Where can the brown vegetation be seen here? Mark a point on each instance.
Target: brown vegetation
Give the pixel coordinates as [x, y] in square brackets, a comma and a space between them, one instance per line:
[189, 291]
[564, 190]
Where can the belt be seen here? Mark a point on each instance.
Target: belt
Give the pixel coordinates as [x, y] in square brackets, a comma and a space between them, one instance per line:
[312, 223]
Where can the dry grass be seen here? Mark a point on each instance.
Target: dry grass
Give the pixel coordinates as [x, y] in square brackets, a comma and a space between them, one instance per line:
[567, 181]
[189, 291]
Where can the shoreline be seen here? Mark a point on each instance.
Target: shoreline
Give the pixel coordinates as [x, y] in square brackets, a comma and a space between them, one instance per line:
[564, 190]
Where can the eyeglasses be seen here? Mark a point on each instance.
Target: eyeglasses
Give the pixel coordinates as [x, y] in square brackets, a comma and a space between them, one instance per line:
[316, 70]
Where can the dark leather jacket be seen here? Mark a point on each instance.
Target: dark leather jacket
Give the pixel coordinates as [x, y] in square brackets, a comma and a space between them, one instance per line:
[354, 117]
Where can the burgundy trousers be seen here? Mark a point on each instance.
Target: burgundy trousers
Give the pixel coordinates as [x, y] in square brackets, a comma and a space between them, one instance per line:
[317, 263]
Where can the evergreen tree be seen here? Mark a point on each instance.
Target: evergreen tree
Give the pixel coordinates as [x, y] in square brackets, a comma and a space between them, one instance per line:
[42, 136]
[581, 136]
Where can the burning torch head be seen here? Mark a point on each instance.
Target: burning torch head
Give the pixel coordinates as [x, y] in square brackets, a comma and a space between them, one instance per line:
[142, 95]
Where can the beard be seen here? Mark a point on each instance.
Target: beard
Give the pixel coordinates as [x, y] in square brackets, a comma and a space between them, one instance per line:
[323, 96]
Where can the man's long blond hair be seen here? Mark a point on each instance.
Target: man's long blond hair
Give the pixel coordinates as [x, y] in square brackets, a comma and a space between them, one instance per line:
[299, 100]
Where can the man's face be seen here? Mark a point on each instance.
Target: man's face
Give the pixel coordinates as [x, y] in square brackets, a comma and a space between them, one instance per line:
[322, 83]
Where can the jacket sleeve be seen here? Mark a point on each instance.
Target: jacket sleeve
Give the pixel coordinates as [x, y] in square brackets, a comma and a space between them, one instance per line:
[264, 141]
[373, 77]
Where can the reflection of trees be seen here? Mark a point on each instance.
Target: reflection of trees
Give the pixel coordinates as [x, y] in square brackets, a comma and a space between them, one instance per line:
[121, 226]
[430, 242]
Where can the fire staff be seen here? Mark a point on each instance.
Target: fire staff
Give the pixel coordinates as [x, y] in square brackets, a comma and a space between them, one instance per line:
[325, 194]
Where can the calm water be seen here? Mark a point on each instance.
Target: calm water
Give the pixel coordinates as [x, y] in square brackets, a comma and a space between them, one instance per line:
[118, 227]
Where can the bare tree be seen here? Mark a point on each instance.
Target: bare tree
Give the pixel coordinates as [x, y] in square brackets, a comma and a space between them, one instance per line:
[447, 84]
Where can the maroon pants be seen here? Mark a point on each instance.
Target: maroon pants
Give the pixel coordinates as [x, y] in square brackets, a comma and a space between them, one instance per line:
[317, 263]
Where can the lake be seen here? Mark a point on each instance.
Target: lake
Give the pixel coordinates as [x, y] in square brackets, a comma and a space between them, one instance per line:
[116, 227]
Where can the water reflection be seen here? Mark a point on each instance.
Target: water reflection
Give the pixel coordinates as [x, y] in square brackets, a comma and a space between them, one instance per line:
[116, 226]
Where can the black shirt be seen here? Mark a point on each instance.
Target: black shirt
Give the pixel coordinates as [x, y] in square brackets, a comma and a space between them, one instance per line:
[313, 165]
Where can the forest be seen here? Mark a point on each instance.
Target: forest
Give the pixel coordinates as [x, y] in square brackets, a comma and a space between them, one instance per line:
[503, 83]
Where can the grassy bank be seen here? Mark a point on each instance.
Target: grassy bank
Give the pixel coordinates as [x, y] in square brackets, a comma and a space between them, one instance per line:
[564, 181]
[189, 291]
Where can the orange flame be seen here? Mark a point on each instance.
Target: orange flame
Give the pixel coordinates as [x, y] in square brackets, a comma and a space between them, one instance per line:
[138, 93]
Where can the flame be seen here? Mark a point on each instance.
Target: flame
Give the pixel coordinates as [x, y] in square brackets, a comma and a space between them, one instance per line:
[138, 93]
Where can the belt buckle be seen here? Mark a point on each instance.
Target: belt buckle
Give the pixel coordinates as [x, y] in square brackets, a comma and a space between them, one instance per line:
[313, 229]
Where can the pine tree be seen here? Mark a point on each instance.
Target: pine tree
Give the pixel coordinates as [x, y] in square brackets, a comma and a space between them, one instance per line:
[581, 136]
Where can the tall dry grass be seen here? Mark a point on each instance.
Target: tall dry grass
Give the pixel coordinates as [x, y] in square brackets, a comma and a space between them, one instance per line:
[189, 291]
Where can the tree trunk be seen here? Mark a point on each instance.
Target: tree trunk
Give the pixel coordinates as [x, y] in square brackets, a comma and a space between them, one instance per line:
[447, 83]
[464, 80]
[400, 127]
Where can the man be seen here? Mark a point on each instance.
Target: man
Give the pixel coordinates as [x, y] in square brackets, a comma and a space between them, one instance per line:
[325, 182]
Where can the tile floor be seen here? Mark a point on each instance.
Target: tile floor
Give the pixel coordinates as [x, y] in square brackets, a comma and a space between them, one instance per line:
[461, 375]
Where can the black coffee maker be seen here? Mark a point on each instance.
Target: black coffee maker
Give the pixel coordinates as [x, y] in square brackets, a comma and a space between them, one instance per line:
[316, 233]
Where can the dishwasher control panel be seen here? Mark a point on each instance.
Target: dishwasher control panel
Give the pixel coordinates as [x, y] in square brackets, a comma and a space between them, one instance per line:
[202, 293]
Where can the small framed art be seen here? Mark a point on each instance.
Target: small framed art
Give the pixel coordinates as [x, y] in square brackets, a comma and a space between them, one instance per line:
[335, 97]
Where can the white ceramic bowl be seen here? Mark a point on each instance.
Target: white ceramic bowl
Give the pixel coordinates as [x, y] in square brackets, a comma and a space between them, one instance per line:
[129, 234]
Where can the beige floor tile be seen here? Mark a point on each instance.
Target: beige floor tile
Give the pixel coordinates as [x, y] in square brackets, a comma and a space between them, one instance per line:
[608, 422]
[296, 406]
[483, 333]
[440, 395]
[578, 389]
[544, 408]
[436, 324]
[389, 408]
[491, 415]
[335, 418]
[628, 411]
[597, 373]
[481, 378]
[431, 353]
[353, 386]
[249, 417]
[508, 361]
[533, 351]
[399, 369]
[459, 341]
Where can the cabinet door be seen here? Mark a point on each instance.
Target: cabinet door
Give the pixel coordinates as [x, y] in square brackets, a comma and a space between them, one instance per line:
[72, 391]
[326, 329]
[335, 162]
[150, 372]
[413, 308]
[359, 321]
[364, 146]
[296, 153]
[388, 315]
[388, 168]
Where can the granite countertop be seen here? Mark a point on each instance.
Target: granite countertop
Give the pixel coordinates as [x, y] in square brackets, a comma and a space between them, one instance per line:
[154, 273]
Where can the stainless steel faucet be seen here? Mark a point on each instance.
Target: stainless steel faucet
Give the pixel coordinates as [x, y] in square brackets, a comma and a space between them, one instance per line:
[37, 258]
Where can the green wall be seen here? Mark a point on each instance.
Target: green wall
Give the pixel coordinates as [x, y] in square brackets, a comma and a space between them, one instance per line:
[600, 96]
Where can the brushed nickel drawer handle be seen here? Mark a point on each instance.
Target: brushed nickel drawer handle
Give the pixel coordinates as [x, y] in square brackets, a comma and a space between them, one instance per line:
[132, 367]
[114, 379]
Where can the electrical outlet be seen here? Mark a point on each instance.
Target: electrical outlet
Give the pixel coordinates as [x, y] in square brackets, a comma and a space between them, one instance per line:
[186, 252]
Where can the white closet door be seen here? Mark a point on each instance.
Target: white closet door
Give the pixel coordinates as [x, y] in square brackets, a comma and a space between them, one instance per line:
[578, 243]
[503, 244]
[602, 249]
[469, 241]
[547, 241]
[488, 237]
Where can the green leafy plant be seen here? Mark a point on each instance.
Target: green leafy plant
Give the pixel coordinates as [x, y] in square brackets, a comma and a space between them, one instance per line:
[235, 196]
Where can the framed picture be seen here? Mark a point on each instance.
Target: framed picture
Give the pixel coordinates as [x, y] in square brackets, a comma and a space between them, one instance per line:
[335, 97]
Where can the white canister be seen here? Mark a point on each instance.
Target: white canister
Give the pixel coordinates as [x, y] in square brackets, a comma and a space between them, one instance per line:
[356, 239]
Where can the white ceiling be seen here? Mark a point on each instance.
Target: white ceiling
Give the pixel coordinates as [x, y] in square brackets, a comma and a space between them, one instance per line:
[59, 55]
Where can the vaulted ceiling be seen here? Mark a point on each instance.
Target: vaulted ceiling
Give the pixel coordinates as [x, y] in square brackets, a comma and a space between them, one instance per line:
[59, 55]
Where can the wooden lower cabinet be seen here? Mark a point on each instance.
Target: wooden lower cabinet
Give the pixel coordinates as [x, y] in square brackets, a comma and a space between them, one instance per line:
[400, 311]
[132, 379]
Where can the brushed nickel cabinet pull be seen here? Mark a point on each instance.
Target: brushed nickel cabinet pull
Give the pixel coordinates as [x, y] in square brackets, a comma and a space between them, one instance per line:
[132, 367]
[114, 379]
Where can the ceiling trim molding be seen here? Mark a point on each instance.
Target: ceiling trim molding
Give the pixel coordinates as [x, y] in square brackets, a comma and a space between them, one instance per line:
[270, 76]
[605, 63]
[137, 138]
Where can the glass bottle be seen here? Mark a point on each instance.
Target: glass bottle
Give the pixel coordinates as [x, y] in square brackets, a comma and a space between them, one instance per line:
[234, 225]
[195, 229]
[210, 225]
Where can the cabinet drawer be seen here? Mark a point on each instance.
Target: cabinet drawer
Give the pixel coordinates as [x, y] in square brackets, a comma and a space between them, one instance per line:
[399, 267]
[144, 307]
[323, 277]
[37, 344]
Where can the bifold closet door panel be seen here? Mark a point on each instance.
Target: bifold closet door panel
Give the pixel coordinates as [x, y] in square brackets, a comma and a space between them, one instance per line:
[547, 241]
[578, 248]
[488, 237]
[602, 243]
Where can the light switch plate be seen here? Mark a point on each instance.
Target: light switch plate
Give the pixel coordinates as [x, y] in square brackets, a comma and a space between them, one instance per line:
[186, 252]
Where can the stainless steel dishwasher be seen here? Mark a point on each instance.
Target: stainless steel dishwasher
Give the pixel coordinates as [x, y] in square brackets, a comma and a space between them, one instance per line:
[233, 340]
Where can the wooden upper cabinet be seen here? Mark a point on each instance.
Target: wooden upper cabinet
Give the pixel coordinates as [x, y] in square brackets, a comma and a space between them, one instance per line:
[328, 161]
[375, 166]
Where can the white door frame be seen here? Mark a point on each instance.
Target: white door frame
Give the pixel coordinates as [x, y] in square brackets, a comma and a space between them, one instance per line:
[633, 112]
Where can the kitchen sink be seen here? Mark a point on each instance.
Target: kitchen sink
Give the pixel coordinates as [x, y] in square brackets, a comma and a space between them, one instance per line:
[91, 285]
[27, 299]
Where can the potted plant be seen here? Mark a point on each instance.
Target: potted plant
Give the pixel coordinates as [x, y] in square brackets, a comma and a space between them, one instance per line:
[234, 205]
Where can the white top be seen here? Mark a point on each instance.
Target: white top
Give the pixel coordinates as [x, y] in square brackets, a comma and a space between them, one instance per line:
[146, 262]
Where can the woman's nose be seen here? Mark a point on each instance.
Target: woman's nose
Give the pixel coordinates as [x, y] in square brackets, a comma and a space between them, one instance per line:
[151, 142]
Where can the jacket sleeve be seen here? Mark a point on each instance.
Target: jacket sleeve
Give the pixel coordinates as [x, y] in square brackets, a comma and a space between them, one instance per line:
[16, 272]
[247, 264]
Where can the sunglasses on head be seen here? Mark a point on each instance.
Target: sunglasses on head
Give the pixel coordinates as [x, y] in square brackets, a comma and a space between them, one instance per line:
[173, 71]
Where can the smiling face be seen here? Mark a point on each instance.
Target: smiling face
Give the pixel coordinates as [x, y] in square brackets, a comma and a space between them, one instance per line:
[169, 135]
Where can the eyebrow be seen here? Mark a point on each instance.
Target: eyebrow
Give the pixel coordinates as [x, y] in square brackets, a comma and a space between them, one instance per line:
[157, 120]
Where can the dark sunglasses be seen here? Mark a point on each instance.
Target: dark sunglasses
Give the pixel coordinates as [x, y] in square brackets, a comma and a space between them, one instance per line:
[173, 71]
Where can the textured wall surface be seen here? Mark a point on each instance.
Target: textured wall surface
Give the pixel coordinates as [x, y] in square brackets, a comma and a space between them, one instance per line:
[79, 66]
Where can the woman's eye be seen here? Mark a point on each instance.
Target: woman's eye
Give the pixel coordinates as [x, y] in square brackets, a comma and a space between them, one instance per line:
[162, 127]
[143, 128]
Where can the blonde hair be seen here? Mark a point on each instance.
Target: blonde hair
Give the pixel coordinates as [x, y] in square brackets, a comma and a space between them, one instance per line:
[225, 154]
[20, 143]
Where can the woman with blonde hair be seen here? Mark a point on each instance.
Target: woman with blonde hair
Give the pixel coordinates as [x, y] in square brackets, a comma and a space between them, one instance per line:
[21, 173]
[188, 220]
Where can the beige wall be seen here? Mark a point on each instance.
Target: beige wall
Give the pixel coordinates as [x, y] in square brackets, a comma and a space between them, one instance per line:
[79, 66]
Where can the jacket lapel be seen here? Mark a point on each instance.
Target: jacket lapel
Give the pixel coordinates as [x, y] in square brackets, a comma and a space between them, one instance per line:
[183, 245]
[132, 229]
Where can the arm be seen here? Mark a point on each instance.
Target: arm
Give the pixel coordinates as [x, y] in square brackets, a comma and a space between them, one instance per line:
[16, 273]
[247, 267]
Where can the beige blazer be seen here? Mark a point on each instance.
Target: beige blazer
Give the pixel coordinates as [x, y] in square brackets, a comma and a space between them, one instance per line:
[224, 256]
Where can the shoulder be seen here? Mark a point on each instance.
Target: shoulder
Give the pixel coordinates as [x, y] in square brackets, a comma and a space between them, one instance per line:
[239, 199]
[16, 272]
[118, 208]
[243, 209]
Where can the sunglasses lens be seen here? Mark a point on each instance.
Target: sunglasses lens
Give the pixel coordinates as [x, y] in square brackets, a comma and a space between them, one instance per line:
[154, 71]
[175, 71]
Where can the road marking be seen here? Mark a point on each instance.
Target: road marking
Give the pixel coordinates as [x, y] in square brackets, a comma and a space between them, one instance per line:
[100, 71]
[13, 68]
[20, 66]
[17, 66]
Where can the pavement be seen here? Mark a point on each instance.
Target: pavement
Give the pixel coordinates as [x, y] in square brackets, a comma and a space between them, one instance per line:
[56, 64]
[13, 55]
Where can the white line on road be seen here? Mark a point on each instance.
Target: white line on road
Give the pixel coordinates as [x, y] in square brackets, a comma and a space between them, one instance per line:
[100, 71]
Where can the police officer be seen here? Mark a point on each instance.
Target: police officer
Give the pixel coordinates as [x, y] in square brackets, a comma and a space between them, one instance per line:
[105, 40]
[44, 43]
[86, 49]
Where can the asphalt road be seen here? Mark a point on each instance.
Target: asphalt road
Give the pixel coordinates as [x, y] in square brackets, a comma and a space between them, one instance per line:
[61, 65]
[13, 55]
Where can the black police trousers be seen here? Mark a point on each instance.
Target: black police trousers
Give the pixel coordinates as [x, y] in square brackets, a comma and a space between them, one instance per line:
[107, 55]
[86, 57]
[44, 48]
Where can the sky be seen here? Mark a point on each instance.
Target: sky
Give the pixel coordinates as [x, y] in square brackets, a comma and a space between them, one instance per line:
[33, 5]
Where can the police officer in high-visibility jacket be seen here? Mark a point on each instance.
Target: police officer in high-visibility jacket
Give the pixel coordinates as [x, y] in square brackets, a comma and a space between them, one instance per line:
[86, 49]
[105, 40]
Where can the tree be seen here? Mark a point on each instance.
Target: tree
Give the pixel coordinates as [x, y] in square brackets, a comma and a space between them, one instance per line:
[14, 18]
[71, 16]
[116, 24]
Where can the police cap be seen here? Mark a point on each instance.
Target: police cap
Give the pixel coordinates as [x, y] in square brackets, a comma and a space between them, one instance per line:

····················

**Task statement**
In the listing above, find the line with "Target: blonde hair" and the line with "Target: woman with blonde hair", then reproduce both and every line between them exactly.

**Output of the exercise**
Target: blonde hair
Give the pixel coordinates as [x, y] in square brackets, a comma and a space between them, one instance per line:
[225, 154]
[20, 143]
Where can the woman with blonde hair be seen here? Mark a point on each instance.
Target: woman with blonde hair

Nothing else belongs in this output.